## Work order A
Summarize the infant study results below in two sentences.
## Work order B
Answer these questions from the infant study results below:
(i) What type of analysis was performed?
(ii) What share of the infants were born via cesarean delivery?
(iii) What was the Hb at the initiation of EPO?
## Work order C
List every reason for excluding infants given in the infant study results below, with the number of infants stated for each.

(Document segment begins)

Of the 407 infants enrolled in the present study, we excluded 39 infants (nine were transferred to other hospitals, three had unknown gestational ages, one died on day 0 due to severe respiratory distress syndrome, two had trisomy 21, one had hemophilia A, and 33 had missing information); the remaining 358 infants were included in the analysis (Figure 1). We performed a complete case analysis. The patient characteristics are shown in Table 1. The infants were delivered at a median gestation period of 34.4 weeks (interquartile range [IQR], 33.3-35.3 weeks), and their average birth weight was 1,993 ± 397 g. Moreover, 21% of the infants (n = 75/358) were categorized as showing an SGA status, 23% (n = 84/358) had a twin birth, and 75% (n = 269/358) were born via cesarean delivery. The Hb at birth was 16.9 ± 2.2 g/dL, and the Ret at birth was 25.1 ± 6.5 × 104/μL. Among the included children, 44% (n = 158/358) were treated for AOP. The Hb at treatment initiation was 12.6 ± 1.5 g/dL, and the corresponding values at the initiation of EPO and iron supplementation were 13.0 ± 1.3 g/dL and 12.7 ± 1.5 g/dL, respectively.

(Document segment ends)
(Material shown begins)

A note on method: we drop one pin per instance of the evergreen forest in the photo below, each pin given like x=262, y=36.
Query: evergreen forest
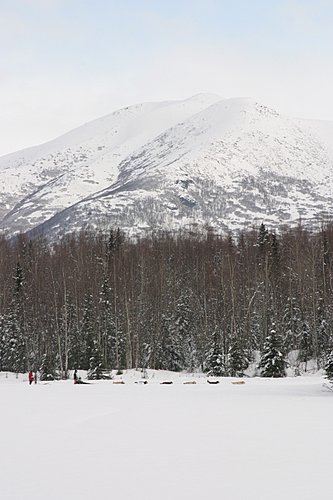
x=184, y=301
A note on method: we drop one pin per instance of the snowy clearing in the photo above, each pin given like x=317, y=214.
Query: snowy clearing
x=265, y=439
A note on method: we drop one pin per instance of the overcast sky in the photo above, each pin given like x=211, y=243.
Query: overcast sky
x=65, y=62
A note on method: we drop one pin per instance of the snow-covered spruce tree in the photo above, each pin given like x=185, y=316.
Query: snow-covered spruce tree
x=88, y=333
x=272, y=363
x=306, y=347
x=329, y=368
x=168, y=354
x=237, y=359
x=182, y=328
x=214, y=358
x=291, y=324
x=46, y=370
x=107, y=326
x=95, y=371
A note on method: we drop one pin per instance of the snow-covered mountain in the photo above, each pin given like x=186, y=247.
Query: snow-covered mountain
x=226, y=163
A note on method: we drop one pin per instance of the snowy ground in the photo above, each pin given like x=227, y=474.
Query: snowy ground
x=263, y=440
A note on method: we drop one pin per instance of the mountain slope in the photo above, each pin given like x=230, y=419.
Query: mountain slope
x=228, y=163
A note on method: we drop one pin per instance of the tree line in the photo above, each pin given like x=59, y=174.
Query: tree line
x=183, y=301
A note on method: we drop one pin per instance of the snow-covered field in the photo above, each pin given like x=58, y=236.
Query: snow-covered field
x=264, y=440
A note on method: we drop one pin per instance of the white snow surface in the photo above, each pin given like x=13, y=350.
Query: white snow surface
x=265, y=439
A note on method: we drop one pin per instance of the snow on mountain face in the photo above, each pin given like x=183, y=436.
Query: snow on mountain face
x=227, y=163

(Material shown ends)

## Written answer A
The analysis included 358 infants, who were delivered at a median gestation period of 34.4 weeks and had an average birth weight of 1,993 ± 397 g. Of these infants, 44% were treated for AOP, and their Hb at treatment initiation was 12.6 ± 1.5 g/dL.

## Written answer B
(i) A complete case analysis.
(ii) 75% (n = 269/358).
(iii) 13.0 ± 1.3 g/dL.

## Written answer C
- Transferred to other hospitals: nine
- Unknown gestational ages: three
- Died on day 0 due to severe respiratory distress syndrome: one
- Trisomy 21: two
- Hemophilia A: one
- Missing information: 33